• DATA FOR THIS EXERCISE:
— start —
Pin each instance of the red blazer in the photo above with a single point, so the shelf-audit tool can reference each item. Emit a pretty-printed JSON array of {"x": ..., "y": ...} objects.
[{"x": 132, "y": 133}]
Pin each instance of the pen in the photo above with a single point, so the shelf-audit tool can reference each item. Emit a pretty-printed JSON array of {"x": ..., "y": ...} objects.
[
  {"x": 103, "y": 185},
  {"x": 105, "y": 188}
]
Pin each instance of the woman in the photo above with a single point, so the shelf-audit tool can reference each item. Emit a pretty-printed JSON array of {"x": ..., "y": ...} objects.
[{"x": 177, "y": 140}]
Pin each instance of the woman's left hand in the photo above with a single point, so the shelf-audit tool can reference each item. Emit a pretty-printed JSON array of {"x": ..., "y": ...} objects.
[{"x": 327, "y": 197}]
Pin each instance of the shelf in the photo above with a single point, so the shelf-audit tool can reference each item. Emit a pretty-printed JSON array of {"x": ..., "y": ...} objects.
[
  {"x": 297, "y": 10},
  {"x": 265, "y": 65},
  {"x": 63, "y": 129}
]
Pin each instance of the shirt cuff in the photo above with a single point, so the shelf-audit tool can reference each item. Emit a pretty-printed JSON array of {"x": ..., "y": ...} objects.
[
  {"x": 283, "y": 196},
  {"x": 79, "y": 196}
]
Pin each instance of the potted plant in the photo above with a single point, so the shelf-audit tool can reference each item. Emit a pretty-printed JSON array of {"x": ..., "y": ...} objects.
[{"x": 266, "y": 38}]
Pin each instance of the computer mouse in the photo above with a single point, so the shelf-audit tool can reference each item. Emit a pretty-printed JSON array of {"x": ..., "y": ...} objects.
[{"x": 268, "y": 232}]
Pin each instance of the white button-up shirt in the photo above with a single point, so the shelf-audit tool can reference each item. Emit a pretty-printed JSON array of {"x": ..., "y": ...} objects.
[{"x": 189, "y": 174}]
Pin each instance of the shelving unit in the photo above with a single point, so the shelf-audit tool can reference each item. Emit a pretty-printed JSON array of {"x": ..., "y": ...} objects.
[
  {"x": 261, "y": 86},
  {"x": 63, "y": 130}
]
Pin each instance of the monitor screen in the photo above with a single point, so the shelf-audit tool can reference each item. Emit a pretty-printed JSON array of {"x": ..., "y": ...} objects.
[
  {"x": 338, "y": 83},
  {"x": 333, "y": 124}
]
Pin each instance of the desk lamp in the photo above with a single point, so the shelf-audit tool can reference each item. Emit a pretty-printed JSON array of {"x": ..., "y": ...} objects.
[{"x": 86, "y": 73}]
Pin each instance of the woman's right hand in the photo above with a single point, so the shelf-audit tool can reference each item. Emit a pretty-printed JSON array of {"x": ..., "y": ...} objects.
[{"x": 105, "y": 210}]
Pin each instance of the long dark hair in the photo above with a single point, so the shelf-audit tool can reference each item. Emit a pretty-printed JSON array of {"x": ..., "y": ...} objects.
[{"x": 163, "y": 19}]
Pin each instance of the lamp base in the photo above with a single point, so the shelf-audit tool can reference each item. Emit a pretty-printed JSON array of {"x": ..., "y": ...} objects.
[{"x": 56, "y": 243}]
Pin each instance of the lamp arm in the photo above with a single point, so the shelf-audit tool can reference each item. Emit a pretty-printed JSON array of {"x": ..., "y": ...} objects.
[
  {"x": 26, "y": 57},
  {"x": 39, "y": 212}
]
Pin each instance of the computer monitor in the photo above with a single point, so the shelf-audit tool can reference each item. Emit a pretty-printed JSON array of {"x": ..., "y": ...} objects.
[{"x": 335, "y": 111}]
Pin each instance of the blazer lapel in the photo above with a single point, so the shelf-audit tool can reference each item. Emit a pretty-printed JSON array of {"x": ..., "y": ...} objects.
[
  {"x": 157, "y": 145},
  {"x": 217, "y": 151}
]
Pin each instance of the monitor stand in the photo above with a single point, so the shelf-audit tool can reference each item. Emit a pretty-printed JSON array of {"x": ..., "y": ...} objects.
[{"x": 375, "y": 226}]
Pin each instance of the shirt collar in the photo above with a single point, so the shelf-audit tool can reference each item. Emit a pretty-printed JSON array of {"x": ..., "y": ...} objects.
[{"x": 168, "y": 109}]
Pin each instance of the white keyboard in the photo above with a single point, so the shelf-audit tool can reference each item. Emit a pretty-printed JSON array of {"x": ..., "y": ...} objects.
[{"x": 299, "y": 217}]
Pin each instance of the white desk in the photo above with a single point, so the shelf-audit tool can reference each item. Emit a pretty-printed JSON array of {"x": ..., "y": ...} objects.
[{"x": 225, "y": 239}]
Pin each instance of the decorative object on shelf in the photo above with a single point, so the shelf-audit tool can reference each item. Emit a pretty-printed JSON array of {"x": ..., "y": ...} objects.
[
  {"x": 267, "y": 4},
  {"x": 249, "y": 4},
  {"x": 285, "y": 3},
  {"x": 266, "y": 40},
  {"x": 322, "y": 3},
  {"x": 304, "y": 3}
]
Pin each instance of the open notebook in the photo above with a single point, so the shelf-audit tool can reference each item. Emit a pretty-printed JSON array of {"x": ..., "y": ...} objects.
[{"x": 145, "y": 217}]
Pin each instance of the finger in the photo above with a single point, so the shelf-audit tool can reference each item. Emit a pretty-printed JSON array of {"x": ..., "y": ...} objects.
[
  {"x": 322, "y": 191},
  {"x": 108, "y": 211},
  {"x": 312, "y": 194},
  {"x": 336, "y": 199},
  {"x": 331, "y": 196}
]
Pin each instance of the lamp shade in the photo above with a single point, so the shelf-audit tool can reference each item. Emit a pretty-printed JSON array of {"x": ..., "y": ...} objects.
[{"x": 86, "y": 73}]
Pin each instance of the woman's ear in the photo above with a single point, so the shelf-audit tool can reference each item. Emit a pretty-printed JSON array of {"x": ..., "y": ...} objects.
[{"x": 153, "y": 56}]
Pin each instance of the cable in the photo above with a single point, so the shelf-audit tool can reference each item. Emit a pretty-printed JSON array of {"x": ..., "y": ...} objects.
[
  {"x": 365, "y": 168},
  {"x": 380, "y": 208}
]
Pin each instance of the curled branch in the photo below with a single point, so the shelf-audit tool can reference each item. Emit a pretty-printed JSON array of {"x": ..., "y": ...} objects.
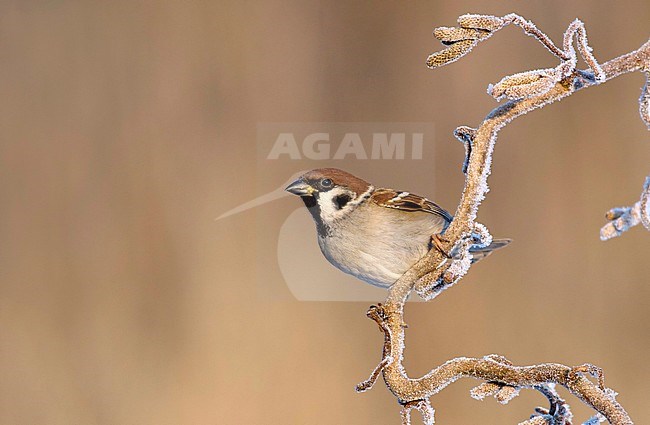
— end —
• EXERCISE REQUIREMENTS: Reproduce every entry above verbatim, leaving out the pictures.

• EXPECTED ANSWER:
Pin each instance of the red blazer in the photo above with a single point, so the shelf-audit tool can reference each item. Emit a pretty-printed JSON array of {"x": ..., "y": ...} objects.
[{"x": 132, "y": 133}]
Pin each instance of the pen in the photo above with a single point, so the shelf-audit tool can reference each item. Emit a pretty-printed JSON array of {"x": ..., "y": ...} objects.
[
  {"x": 103, "y": 185},
  {"x": 105, "y": 188}
]
Pin each instance of the woman in the photo above with a single point, so the shelf-audit tool can reference each item. Emit a pretty-printed JSON array of {"x": ..., "y": ...} objects.
[{"x": 177, "y": 140}]
Pin each instance of the woman's left hand in the photo above with a single point, so the shelf-audit tool can reference each item. Emit a pretty-printed JSON array of {"x": ..., "y": ...} objects.
[{"x": 327, "y": 197}]
Pin each instance of the shelf in the photo above with a single point, so the shelf-audit tool can reference each item. Emit a pretty-printed JSON array of {"x": ..., "y": ...} objects.
[
  {"x": 297, "y": 10},
  {"x": 265, "y": 65},
  {"x": 63, "y": 129}
]
Pin each instance of the shirt cuff in the photo above with a single point, so the shelf-audit tool can reference each item. Emit a pretty-printed JSON array of {"x": ..., "y": ...} objects.
[
  {"x": 283, "y": 196},
  {"x": 79, "y": 196}
]
Pin each instance of the potted plant in the photo above with a single point, so the shelf-audit tool can reference each item. Emit a pretty-printed JSON array of {"x": ..., "y": ...} objects.
[{"x": 266, "y": 38}]
Pin each instance of the computer mouse in the photo above with a single point, so the shelf-audit tool can reference each item. Emit a pretty-printed JSON array of {"x": ..., "y": ...} objects.
[{"x": 268, "y": 232}]
Pin each instance of the white button-up shirt in the photo above with a single point, so the shelf-audit tool can reference each item. Emit a pretty-printed JSON array of {"x": ..., "y": ...} objects.
[{"x": 189, "y": 174}]
Pin each instance of the shelving unit in the photo above with a single point, so the shelf-audit tool can reference each item. Emit a pretty-printed JSON array of {"x": ..., "y": ...} objects.
[
  {"x": 261, "y": 86},
  {"x": 63, "y": 130}
]
Pin each instance of the monitor screen in the photo above with a single point, so the shelf-audit tool can reference each item. Emit a pretty-printed JSON array of {"x": ..., "y": ...} objects.
[
  {"x": 338, "y": 83},
  {"x": 333, "y": 124}
]
Pin each instance of the desk lamp in the photo above with a single point, so the shelf-audit tool can reference each item. Emit a pretty-printed JSON array of {"x": ..., "y": ...} objects.
[{"x": 86, "y": 73}]
Pin each instance of the woman's right hand in the photo above with a single point, so the shelf-audit tool can reference each item. Emit a pretty-printed JSON array of {"x": ..., "y": ...} objects.
[{"x": 105, "y": 210}]
Pin each instance of the long dark hair in the photo above with a single point, so the shelf-audit tool can reference each item. Emit a pretty-printed JSON array of {"x": ..., "y": ...} objects.
[{"x": 163, "y": 19}]
Pin each instance of the lamp base in the photo above with a single point, so the shelf-audit tool can reference each item. Emit a pretty-printed JSON array of {"x": ..., "y": ...} objects.
[{"x": 56, "y": 243}]
Pin each instance of the lamp arm in the photo above with a single point, so the shelf-audit tool can reference each item. Emit a pretty-printed JSON array of {"x": ..., "y": ...} objects.
[
  {"x": 26, "y": 57},
  {"x": 39, "y": 212}
]
Pin each instance of the computer monitor in the photo above with a single point, so the shelf-audit tool can reference each item. Emit a pretty-printed JSON array of {"x": ..., "y": ...} objects.
[{"x": 335, "y": 111}]
Pin each instance of the blazer lapel in the photo above with a single point, so the shelf-audit tool can reference each item. Emit a pretty-printed JSON array of {"x": ..., "y": ...} objects.
[
  {"x": 157, "y": 145},
  {"x": 217, "y": 151}
]
Pin each instance of the monitor stand in the photo above with a single point, so the shelf-audit tool can reference each item. Emit a pretty-printed JSON array of {"x": ..., "y": ...} objects.
[{"x": 375, "y": 226}]
Pin each instance of the shirt collar in the photo above with a single point, so the shelf-audit tool can reference each item. Emit a pretty-printed JSON array of {"x": ..., "y": ...} objects.
[{"x": 168, "y": 109}]
Pin each instance of the white keyboard in the photo above with a single point, so the shelf-audit tool can reference each item. Emit a pretty-printed JSON array of {"x": ..., "y": ...} objects.
[{"x": 299, "y": 217}]
Pin each instance of the white desk in the photo above with a single point, so the shelf-audit tool can reference each item. Emit a pretty-printed JSON array of {"x": ..., "y": ...} objects.
[{"x": 225, "y": 239}]
Pin each instance of the decorative object on shelf in the photo above with a single point, so the shelf-audit tool can reference each item. Emit a pretty-printed JSON array of {"x": ..., "y": ...} objects.
[
  {"x": 267, "y": 4},
  {"x": 249, "y": 4},
  {"x": 285, "y": 3},
  {"x": 266, "y": 40},
  {"x": 322, "y": 3},
  {"x": 304, "y": 3}
]
Pin each instance of the open notebook in the photo above with a single point, so the shelf-audit tool can reference each item. Emit a pretty-printed JSON array of {"x": ..., "y": ...} objects.
[{"x": 145, "y": 217}]
Pin each instance of the finger in the photo above with a single point, so the shelf-audit tool can reference each item. Emit a pretty-printed JSON array of {"x": ..., "y": ...} objects.
[
  {"x": 322, "y": 191},
  {"x": 108, "y": 211},
  {"x": 312, "y": 194},
  {"x": 336, "y": 199},
  {"x": 331, "y": 196}
]
Pin each instance of the lamp shade in the photo above with a single point, so the shelf-audit tool can reference each item. Emit a pretty-printed JSON array of {"x": ..., "y": ...} objects.
[{"x": 86, "y": 73}]
Pin each instance of the woman's ear in the photo above with a single point, so the shelf-audit tool can reference each item. Emit a pretty-printed JSON array of {"x": ..., "y": ...} objects.
[{"x": 153, "y": 56}]
Pin each instance of the cable in the photo above with a single point, so the shelf-audit tool can reference each item. Emit a pretty-printed JSON array of {"x": ..., "y": ...} objects.
[
  {"x": 365, "y": 168},
  {"x": 380, "y": 208}
]
Pin each instance of the curled branch in the photo below with a single point, so the shelf-audit tool can reference each item. Emit a pretty-printed JSON array of {"x": ..., "y": ...} objects.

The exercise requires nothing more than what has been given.